- _Job_: Rewrite every line of the listing below, requests included, and offset each x and y coordinate in the answers by 103.

** Begin Source records **

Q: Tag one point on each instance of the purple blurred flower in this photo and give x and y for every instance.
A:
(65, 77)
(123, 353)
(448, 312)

** End Source records **

- _Solution to this task_:
Q: Tag one point on each instance of the purple blurred flower in this photo and give x and y for every instance.
A:
(168, 180)
(226, 456)
(551, 415)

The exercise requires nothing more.